Image-grounded pointing data
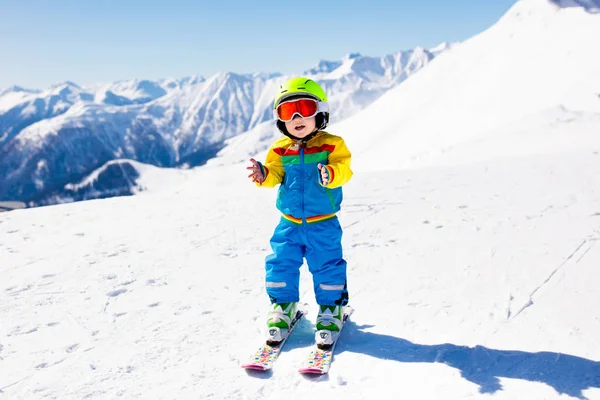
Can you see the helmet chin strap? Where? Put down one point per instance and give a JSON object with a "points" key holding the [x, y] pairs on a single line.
{"points": [[304, 139]]}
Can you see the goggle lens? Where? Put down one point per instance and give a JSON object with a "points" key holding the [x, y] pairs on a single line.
{"points": [[305, 107]]}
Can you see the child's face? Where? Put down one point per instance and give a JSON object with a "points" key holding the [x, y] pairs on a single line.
{"points": [[301, 127]]}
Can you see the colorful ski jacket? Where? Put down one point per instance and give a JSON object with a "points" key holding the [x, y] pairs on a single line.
{"points": [[293, 164]]}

▶ WORK INSTRUCTION:
Copy all of the data above exactly. Leave out every picture.

▶ WRITTEN SOLUTION:
Can you see the helmet chin strap? Where? Put down one point per instance and give a JSON object with a "points" key holding the [x, y] pairs on a single line.
{"points": [[304, 139]]}
Can you see the goggle lens? Where? Put down one point per instance and give a JSON object with a "points" key holding the [x, y] pairs on a single line.
{"points": [[305, 107]]}
Can you see the child's face? Where? Put down one point per instance and give a JSON object with a "points" key holding the [x, y] pairs on a single line.
{"points": [[301, 127]]}
Can you see the colorful ski jacket? Where? Put down one point per instance and give a JSON object with a "points" key holding the [x, y] pairs on a single line.
{"points": [[293, 164]]}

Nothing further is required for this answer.